**Provided text**
--- start ---

The Advantages of the Modern Coachbuilder (continued...)


Hood Frame

Introduction
Materials & Methods
Metals Used
Restoring a Body
Building a Body
Windscreens
Hood Frame
Panelwork
The Advantages...

The next item to attack will be the hood frame. It is very often an item we take for granted, but have you ever tried to design and build one? A common misconception is that we make a convertible top which will fold up into position. In actual fact it's completely the opposite - you have a top which you now want to fold 'down'. The most important aspects of the folding action is to get all of the sticks, first laying one of top of the other, and then all laying at the same angle in the down position when viewed from the side. Very often natural scissor action will leave two hoops around the back of the body, and three laying right across the rear seat cushion when folded! So now you have to make compromise look like ingenuity. Very often the further a hood must throw from its pivot point to its screen pegs, the more ingenious you will have to be.

--- end ---

**Excerpted data**

--- start ---

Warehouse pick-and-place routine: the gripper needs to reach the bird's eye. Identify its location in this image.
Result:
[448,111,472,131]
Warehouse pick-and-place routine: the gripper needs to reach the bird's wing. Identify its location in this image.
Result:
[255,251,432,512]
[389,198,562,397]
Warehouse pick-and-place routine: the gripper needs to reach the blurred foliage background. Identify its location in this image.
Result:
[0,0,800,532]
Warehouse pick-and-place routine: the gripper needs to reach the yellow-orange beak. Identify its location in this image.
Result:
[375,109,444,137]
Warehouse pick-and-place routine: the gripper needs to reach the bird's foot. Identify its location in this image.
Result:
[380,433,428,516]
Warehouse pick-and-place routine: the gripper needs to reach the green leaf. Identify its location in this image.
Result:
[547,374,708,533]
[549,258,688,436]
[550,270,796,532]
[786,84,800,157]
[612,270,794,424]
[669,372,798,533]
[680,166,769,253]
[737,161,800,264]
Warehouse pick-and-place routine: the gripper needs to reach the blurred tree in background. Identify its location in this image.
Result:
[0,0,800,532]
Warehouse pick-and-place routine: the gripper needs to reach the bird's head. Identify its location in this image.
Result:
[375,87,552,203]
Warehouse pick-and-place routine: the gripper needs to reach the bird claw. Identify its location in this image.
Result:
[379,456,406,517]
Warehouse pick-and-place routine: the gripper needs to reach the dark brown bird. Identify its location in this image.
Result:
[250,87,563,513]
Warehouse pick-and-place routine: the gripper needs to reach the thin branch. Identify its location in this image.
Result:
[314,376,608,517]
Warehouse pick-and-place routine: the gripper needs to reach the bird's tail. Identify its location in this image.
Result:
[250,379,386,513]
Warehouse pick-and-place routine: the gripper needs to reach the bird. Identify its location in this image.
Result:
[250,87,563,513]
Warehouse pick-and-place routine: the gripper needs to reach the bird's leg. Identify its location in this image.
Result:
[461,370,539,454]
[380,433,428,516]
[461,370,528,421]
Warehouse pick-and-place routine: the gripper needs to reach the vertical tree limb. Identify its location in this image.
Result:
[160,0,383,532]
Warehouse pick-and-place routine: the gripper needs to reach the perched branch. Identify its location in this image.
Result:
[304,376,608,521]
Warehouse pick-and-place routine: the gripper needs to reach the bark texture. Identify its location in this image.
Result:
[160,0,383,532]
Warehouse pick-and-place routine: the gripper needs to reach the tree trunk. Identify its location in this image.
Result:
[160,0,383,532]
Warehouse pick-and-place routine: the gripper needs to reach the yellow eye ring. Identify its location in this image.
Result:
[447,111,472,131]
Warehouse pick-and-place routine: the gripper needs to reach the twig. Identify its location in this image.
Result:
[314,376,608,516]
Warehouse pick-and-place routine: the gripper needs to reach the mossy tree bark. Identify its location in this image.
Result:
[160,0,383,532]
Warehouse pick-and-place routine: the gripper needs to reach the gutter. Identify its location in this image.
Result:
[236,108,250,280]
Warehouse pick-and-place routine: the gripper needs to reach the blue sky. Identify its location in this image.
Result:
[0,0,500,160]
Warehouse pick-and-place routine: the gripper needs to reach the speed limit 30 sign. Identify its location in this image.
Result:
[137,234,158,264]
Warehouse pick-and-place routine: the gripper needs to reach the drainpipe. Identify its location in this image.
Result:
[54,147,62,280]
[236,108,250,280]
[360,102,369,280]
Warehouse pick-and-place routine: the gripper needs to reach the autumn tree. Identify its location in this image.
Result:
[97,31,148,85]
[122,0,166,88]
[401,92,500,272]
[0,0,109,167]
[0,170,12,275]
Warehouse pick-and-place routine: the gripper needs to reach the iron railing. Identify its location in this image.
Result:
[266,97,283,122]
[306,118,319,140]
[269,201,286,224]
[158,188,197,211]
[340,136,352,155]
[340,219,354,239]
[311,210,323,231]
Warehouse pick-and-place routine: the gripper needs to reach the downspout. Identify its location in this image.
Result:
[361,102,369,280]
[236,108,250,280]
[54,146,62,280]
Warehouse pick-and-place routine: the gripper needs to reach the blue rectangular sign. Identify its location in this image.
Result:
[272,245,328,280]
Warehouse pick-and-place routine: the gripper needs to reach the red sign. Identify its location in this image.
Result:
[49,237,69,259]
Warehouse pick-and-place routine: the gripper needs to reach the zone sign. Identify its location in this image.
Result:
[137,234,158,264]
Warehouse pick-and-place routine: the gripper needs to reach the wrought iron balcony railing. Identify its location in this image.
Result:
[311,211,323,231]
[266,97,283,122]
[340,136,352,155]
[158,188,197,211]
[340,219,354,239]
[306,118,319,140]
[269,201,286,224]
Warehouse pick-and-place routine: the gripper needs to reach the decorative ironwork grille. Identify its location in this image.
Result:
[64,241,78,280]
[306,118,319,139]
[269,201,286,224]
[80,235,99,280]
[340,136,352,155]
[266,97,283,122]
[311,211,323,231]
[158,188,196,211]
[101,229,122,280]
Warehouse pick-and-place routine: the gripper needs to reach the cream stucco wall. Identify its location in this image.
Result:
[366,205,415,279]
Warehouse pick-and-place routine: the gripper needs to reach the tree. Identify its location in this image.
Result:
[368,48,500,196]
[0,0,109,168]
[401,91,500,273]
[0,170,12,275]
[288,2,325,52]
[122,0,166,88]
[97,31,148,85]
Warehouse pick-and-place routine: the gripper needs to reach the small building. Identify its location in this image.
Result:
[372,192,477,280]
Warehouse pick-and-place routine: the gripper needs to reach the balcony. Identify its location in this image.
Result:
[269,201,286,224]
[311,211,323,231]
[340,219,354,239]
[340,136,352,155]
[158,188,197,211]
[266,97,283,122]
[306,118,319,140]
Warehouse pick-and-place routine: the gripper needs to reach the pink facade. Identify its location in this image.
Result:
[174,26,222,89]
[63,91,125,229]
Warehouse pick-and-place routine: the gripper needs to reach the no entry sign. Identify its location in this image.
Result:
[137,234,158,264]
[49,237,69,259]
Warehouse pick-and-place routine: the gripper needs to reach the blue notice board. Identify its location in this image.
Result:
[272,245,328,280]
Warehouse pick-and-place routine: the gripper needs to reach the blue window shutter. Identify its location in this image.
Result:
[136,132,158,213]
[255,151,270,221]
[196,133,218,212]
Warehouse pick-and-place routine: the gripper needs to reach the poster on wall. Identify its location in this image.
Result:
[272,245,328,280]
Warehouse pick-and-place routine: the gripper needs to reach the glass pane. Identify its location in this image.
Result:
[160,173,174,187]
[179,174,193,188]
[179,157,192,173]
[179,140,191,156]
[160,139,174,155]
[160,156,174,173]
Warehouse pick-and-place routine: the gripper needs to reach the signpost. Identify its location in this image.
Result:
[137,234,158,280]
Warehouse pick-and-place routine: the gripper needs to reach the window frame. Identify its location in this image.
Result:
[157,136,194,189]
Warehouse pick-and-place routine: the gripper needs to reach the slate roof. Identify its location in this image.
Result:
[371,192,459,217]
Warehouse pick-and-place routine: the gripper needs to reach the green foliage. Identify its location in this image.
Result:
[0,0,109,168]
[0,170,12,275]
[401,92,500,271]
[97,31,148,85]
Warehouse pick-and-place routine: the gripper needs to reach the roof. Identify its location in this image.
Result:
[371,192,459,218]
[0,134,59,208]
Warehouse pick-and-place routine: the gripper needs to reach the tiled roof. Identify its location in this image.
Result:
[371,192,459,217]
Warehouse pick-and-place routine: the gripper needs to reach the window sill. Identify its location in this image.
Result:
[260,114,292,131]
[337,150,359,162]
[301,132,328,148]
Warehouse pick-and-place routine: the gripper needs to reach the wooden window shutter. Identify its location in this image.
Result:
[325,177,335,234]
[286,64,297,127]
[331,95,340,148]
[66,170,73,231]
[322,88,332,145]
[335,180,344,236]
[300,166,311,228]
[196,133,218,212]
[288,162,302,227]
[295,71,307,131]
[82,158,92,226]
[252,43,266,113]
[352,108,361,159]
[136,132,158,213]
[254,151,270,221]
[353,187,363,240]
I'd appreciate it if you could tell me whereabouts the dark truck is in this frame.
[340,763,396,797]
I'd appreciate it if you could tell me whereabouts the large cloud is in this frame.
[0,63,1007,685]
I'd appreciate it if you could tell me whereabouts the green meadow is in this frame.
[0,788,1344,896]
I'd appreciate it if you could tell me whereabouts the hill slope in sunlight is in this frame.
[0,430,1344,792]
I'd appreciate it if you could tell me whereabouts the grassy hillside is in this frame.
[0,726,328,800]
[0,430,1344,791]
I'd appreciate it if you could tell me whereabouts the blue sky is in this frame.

--- end ---

**Set of tasks**
**1.** Put this sentence from the hood frame text into Spanish: "So now you have to make compromise look like ingenuity."
**2.** Carry on the hood frame text from its last sentence.

**Responses to the exercise**
**1.** Así que ahora tienes que lograr que la concesión parezca ingenio.

**2.**
Hood design is so individual it is almost impossible to give any guidelines. One other important factor often not considered in hood design (until you've fallen foul of it) is that none of the dimensions between the wooden hoops must increase - even momentarily - as it goes through the folding action. This is not as absurd as it sounds, this is often a factor in some hood geometry. If you do not check for this, the first time you fold the hood at the trimming stage you'll get a loud ripping noise!!! I do this check by tacking thin strips of split cane between each hoop with the hood in the up position, then as you go through the folding action you can observe the cane bow, as the hoops begin to fold together if the dimension grows, it will just pull out the pin. Another point which must always be given consideration is the strength of the mount to the body frame. You must take into account the amount of stress transferred through the mount into the frame when the top is up. If, like most touring car owners, you prefer to run with the top up, without sidescreens, the amount of air a hood can trap underneath when in motion can put huge amounts of stress into the body frame via its mountings.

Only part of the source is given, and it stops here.